▸ **SELECTION**:
------------------------------------------------------------------------

This interview happened a week before Syl performed at the long-gone B-Side (a.k.a. the upstairs space of the equally long-gone Fez Batik) at the corner of Richmond and Peter, backed by a makeshift band of local glam-scene ringers, including members of Robin Black & The Intergalactic Rock Stars. On the phone, Syl was a total sweetheart—generous with his time and stories, and genuinely appreciative of all the fans and bands who had kept the Dolls’ legend alive long after their demise, even though (as he reiterated throughout the interview) the band’s influence never translated into affluence. And while Syl was living in Atlanta at the time after years in L.A., he retained an authentic Noo Yoik accent that made him sound like a scene-stealing character actor from some mid-’70s sitcom.
Our conversation began as many interactions do between two people who’ve just met each other: by talking about the weather.
Hey Syl, this is Stuart at Eye Weekly in Toronto.
Is it cold up there? I bet you it's fucking freezing!
We just got a massive snowstorm waiting for you here.
Thank you. I'm going out shopping right now for a winter coat. Because you know where you’re calling me? Atlanta, Georgia. This is where I live. Today, it’s 60 degrees over here, and it's freezing!
So why the hell do you want to come up to Toronto in the middle of December?
I wanted to see the Christmas lights. We don't have no Christmas lights out here. Actually, I've been touring around my new album, which has yet to be released in Canada. It was recorded in 1997, and released in ‘98. In Europe, it came out as Paper, Pencil & Glue and here it’s called (Sleep) Baby Doll. I'll tell you the truth: It's my best work ever, and I've been on a lot of things. And I'm not knocking anything that I did when my RCA contract was around and my days in the New York Dolls. But this one, I did all on my own. I should give Radio Shack some credit because I basically used their equipment to record it.
So it’s all home-recorded?
Yeah and I got all these great friends and stuff that played on it and didn't even charge me a nickel. You got Frankie Infante, you’ve got Derwood Andrews from Generation X…
I was surprised to hear strings on the record. Have you always had aspirations to make something this grandiose?
Not really. I didn't use that many tracks, really. Some of it was done in my basement right here in Georgia. I have a studio, andI took my time. With some cuts, like, “My Babe,” the rockabilly one and “(Sleep) Baby Doll” and “Frenchette,” I'm basically the only musician on the whole damn record. But I played every instrument. I'm a trial-and-error kind of a guy in a recording studio. I try everything and I'll keep what’s feeling great and if it doesn't work out, I’ll trash it.
Were you doing a lot of home recording over the years even when you weren't putting out records?
Yeah. A lot of those years, I didn't really have a deal, even though I was knocking on people's doors. A lot of people think that I didn't feel like making records, which is just really a bunch of crap. What happened to me is basically I became a single parent, and my son was four years old in the mid-’80s. And I could not come home drunk and stinkin’ anymore, you know what I mean? I had to take care of business, and that changed my life because all the musicians I had ever met were at, like, Max’s Kansas City at 4 o’clock in the morning just before they were going to close the doors or whatever. So it was a big change in my life. I started making clothes again for a living.

------------------------------------------------------------------------

▸ **DATASET**:
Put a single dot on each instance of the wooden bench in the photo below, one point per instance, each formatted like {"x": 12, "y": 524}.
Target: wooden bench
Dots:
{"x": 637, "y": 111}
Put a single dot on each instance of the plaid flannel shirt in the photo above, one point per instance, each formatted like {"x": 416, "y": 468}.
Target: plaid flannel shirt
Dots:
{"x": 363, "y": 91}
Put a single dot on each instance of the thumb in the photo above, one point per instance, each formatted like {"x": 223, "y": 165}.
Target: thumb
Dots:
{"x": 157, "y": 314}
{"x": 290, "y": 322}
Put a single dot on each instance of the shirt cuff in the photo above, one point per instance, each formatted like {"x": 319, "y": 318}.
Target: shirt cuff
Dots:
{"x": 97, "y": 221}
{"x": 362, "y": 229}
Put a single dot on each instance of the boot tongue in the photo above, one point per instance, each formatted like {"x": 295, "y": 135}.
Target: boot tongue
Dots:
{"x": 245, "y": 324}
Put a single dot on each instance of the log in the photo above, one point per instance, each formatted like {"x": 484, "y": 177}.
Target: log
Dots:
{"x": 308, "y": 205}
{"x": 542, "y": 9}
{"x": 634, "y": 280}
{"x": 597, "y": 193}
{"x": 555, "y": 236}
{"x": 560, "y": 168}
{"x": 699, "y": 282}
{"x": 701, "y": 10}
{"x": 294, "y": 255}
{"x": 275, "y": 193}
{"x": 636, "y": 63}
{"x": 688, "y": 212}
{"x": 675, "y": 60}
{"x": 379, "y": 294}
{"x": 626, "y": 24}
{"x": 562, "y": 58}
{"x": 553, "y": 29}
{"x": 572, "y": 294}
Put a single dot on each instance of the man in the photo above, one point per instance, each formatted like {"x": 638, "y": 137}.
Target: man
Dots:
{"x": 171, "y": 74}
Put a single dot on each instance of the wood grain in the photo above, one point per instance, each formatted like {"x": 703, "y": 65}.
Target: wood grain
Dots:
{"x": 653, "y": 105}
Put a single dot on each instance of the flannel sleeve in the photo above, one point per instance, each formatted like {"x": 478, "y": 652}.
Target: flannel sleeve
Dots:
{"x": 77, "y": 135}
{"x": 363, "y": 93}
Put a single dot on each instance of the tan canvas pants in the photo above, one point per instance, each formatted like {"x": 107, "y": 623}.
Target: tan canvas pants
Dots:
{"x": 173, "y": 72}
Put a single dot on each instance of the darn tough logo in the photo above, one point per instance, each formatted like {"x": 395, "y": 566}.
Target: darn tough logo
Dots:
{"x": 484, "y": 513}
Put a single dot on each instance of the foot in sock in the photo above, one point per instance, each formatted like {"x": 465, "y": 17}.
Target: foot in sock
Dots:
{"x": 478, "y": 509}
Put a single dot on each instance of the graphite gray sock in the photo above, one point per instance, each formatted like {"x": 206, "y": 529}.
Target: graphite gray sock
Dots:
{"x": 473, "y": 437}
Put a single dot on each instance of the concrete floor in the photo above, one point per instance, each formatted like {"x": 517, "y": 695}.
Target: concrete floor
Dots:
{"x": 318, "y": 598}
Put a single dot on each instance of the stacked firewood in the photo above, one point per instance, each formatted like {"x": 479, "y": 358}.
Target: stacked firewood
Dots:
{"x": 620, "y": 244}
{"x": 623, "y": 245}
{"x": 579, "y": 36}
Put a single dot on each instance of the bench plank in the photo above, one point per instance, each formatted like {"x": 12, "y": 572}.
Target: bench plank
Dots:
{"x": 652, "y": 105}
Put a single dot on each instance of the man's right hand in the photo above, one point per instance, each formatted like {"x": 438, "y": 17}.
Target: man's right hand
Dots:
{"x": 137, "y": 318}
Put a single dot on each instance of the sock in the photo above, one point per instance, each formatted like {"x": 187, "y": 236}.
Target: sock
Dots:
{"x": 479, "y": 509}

------------------------------------------------------------------------

▸ **REQUIRED TASKS**:
- a) According to the interview, what was Syl's new album called in Europe?
- b) List every song the interview names as one where Syl was basically the only musician.
- c) Continue the interview with Syl from its final sentence.
The rows come from a different source than the interview.

▸ **EXPECTED OUTPUTS**:
- a) Paper, Pencil & Glue

- b) "My Babe," "(Sleep) Baby Doll," "Frenchette"

- c)
Did you feel like you had to get out of New York? Was the city a corrupting influence?
No, no, no, New York was just too expensive for me to celebrate. And I feel like, “why the hell should I live in a place that I just used as an address? If I can't even ride a cab, go to the theater or go to a good restaurant, then what the fuck am I doing there?” I look at it this way: I want to have a real rich life at a bargain price. This is my quest, from all these years, this is what I fucking learned. It’s pathetic, but it’s true. And then Johnny died, poor guy, and my parents passed away and everything was really bad and shit, and the complication of having no money and all this stuff. I got hired in California to produce this band called the Motorcycle Boys on Triple X Records. And I was subletting a place in Manhattan that was $1,200—and this was, like, 10 years ago, maybe a little more. So when I went out to California, I couldn't believe it. All these places said “for rent,” and “we’ll help you move in” and “the first month’s free” and they all had swimming pools, so I said “fuck this,” and I rented out a place and I moved the family out to California, where I created this album, (Sleep) Baby Doll, with the musicians and the band that I put together when I was in California playing around there.
It does have a bit of a California/Phil Spector vibe.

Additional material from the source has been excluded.